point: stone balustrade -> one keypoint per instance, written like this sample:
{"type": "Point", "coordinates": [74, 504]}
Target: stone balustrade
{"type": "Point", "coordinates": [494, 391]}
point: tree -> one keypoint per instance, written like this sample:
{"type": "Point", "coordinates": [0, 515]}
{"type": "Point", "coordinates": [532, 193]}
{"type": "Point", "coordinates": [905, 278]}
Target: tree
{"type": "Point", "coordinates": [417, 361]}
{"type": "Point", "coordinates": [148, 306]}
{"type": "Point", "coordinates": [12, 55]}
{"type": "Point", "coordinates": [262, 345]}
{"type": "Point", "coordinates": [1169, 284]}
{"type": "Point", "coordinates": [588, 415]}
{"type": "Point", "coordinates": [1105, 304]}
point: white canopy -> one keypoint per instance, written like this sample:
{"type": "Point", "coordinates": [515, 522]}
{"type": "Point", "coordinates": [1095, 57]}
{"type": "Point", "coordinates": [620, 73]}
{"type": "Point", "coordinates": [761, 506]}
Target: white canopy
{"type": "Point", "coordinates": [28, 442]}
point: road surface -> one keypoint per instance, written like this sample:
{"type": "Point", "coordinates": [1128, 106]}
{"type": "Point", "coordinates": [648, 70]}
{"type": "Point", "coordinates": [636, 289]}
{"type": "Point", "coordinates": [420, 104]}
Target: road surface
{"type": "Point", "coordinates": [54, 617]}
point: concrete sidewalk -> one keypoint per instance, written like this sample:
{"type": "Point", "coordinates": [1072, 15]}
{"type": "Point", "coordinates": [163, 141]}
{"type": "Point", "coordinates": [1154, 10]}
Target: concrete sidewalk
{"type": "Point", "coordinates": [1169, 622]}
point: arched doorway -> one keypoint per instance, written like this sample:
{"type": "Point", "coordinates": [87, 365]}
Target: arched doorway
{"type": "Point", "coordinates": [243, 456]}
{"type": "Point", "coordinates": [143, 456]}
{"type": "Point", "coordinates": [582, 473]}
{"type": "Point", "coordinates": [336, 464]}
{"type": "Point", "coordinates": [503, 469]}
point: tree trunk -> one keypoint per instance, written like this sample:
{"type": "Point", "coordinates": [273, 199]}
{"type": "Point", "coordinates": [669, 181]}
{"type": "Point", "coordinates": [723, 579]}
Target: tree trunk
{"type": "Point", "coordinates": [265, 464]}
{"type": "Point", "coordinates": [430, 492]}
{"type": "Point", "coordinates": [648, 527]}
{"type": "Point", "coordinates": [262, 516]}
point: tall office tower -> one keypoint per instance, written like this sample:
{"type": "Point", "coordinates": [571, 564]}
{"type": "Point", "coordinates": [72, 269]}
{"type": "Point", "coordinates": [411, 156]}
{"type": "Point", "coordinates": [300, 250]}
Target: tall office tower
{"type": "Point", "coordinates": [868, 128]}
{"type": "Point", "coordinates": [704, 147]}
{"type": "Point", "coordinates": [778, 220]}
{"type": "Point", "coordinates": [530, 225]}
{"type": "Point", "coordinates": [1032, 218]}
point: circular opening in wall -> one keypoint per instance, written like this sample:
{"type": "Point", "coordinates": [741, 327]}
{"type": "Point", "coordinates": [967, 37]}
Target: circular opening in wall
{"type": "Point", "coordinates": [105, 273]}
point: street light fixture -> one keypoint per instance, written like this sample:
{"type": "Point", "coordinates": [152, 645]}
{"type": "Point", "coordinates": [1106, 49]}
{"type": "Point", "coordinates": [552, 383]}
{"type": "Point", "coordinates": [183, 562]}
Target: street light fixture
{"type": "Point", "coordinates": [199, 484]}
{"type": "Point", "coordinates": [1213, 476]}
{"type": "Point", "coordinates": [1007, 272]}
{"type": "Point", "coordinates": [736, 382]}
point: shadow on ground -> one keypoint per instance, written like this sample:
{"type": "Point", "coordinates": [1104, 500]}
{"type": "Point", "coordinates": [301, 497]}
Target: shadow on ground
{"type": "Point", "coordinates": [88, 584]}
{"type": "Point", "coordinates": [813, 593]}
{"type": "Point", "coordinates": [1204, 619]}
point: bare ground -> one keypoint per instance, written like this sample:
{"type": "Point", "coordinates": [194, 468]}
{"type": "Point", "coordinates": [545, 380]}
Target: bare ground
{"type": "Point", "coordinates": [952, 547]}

**AIM**
Rewrite the material above with "marker" in place of every "keypoint", leaving everything else unchanged.

**SOLUTION TO THIS PROBLEM**
point: stone balustrade -> one marker per instance, written like this sample:
{"type": "Point", "coordinates": [74, 504]}
Target: stone balustrade
{"type": "Point", "coordinates": [494, 391]}
point: tree -> one marker per instance, written like this sample:
{"type": "Point", "coordinates": [0, 515]}
{"type": "Point", "coordinates": [532, 193]}
{"type": "Point", "coordinates": [905, 278]}
Target: tree
{"type": "Point", "coordinates": [417, 361]}
{"type": "Point", "coordinates": [148, 306]}
{"type": "Point", "coordinates": [12, 55]}
{"type": "Point", "coordinates": [262, 345]}
{"type": "Point", "coordinates": [1169, 284]}
{"type": "Point", "coordinates": [588, 415]}
{"type": "Point", "coordinates": [1105, 304]}
point: white canopy -> one marker per instance, written like this sample:
{"type": "Point", "coordinates": [515, 522]}
{"type": "Point", "coordinates": [1095, 57]}
{"type": "Point", "coordinates": [620, 73]}
{"type": "Point", "coordinates": [761, 506]}
Target: white canopy
{"type": "Point", "coordinates": [28, 442]}
point: road surface -> one marker per instance, written like this sample:
{"type": "Point", "coordinates": [1128, 106]}
{"type": "Point", "coordinates": [648, 70]}
{"type": "Point", "coordinates": [636, 289]}
{"type": "Point", "coordinates": [420, 104]}
Target: road surface
{"type": "Point", "coordinates": [54, 617]}
point: concrete sidewalk -> one marker per instance, written like this sample:
{"type": "Point", "coordinates": [1072, 15]}
{"type": "Point", "coordinates": [163, 141]}
{"type": "Point", "coordinates": [1154, 10]}
Target: concrete sidewalk
{"type": "Point", "coordinates": [1169, 622]}
point: arched doorway -> one marker per instance, written like this sample:
{"type": "Point", "coordinates": [87, 365]}
Target: arched doorway
{"type": "Point", "coordinates": [243, 456]}
{"type": "Point", "coordinates": [143, 456]}
{"type": "Point", "coordinates": [582, 473]}
{"type": "Point", "coordinates": [336, 464]}
{"type": "Point", "coordinates": [503, 469]}
point: tree trunk -> one marker per instance, written like this sample:
{"type": "Point", "coordinates": [273, 199]}
{"type": "Point", "coordinates": [669, 181]}
{"type": "Point", "coordinates": [723, 579]}
Target: tree trunk
{"type": "Point", "coordinates": [265, 464]}
{"type": "Point", "coordinates": [430, 492]}
{"type": "Point", "coordinates": [648, 527]}
{"type": "Point", "coordinates": [262, 516]}
point: tall office tower -> one marker per instance, written like this sample:
{"type": "Point", "coordinates": [571, 564]}
{"type": "Point", "coordinates": [72, 269]}
{"type": "Point", "coordinates": [411, 156]}
{"type": "Point", "coordinates": [300, 250]}
Target: tall office tower
{"type": "Point", "coordinates": [868, 128]}
{"type": "Point", "coordinates": [704, 147]}
{"type": "Point", "coordinates": [778, 220]}
{"type": "Point", "coordinates": [530, 225]}
{"type": "Point", "coordinates": [1032, 218]}
point: circular opening in wall -> one marker per instance, written like this sample:
{"type": "Point", "coordinates": [741, 327]}
{"type": "Point", "coordinates": [967, 37]}
Target: circular opening in wall
{"type": "Point", "coordinates": [105, 273]}
point: street light fixture -> one marker per instance, written like this sample:
{"type": "Point", "coordinates": [152, 645]}
{"type": "Point", "coordinates": [1106, 49]}
{"type": "Point", "coordinates": [552, 383]}
{"type": "Point", "coordinates": [183, 562]}
Target: street light fixture
{"type": "Point", "coordinates": [199, 484]}
{"type": "Point", "coordinates": [1213, 476]}
{"type": "Point", "coordinates": [1007, 272]}
{"type": "Point", "coordinates": [736, 382]}
point: shadow on ground -> one marker per instance, written like this sample:
{"type": "Point", "coordinates": [1104, 500]}
{"type": "Point", "coordinates": [301, 497]}
Target: shadow on ground
{"type": "Point", "coordinates": [88, 584]}
{"type": "Point", "coordinates": [813, 593]}
{"type": "Point", "coordinates": [1204, 619]}
point: bare ground -> one marker per instance, written like this sample:
{"type": "Point", "coordinates": [194, 468]}
{"type": "Point", "coordinates": [545, 380]}
Target: bare ground
{"type": "Point", "coordinates": [952, 547]}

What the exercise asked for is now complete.